§ 已存记录
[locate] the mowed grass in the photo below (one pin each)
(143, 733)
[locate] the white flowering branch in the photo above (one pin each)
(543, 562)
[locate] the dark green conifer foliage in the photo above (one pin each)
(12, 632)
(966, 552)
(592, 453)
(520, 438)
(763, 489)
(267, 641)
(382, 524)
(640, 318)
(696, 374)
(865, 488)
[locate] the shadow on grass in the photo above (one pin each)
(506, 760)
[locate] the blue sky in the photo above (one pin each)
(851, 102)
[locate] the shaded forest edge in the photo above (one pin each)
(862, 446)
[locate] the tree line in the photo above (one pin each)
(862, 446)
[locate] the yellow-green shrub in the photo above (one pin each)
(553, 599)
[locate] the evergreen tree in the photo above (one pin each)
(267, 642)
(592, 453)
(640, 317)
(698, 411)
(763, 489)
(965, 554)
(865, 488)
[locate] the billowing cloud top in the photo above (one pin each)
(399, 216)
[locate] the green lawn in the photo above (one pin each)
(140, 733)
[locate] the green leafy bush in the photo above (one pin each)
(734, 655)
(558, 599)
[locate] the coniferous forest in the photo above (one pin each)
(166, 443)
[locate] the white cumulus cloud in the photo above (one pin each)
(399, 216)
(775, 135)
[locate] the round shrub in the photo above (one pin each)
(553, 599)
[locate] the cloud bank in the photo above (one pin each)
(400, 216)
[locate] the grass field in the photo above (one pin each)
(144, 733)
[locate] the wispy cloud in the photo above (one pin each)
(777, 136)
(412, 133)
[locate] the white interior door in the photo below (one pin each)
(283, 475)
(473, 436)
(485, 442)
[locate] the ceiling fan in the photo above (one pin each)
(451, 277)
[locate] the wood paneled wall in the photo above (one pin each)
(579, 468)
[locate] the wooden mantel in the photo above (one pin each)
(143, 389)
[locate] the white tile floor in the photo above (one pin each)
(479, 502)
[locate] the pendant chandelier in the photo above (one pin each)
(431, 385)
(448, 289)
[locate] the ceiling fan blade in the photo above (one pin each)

§ 任务内容
把以上全部记录转换成一个JSON字符串列表，每行对应一个字符串，空行不计。

§ 参考答案
[
  "[locate] the mowed grass in the photo below (one pin each)",
  "(143, 733)",
  "[locate] the white flowering branch in the photo above (one pin each)",
  "(543, 562)",
  "[locate] the dark green conifer foliage in the photo above (one pin each)",
  "(12, 632)",
  "(966, 552)",
  "(592, 453)",
  "(520, 438)",
  "(763, 489)",
  "(267, 641)",
  "(382, 524)",
  "(640, 318)",
  "(696, 374)",
  "(865, 488)",
  "[locate] the shadow on grass in the photo above (one pin each)",
  "(506, 760)",
  "[locate] the blue sky in the photo above (one pin each)",
  "(851, 102)",
  "[locate] the shaded forest edge in the photo above (one pin each)",
  "(862, 446)",
  "[locate] the tree line in the photo above (one pin each)",
  "(862, 446)",
  "[locate] the yellow-green shrub in the photo above (one pin each)",
  "(553, 599)",
  "[locate] the evergreen tree in the photo above (one pin each)",
  "(267, 642)",
  "(592, 453)",
  "(640, 317)",
  "(698, 411)",
  "(763, 489)",
  "(965, 554)",
  "(865, 488)",
  "[locate] the billowing cloud top in the photo above (one pin each)",
  "(399, 216)",
  "[locate] the green lawn in the photo above (one pin each)",
  "(140, 733)",
  "[locate] the green leafy bush in the photo above (one pin each)",
  "(734, 655)",
  "(558, 599)",
  "[locate] the coniferous forest in the photo above (one pin each)",
  "(166, 443)",
  "[locate] the white cumulus cloud in the photo above (one pin each)",
  "(399, 216)",
  "(775, 135)",
  "[locate] the round shrub in the photo above (one pin each)",
  "(553, 599)",
  "[locate] the cloud bank in the photo above (one pin each)",
  "(400, 216)",
  "[locate] the grass field in the photo above (one pin each)",
  "(144, 733)",
  "[locate] the wispy cloud in the photo above (one pin each)",
  "(777, 136)",
  "(412, 133)",
  "[locate] the white interior door in the photo below (one pin each)",
  "(283, 475)",
  "(473, 436)",
  "(485, 442)",
  "[locate] the ceiling fan in the photo above (one pin each)",
  "(451, 277)",
  "[locate] the wood paneled wall in the photo above (one pin each)",
  "(579, 468)",
  "[locate] the wooden mantel in the photo above (one pin each)",
  "(143, 389)",
  "[locate] the white tile floor in the photo above (one pin each)",
  "(479, 502)",
  "[locate] the pendant chandelier in the photo above (one pin each)",
  "(431, 385)",
  "(448, 289)",
  "[locate] the ceiling fan blade in the photo above (one pin each)"
]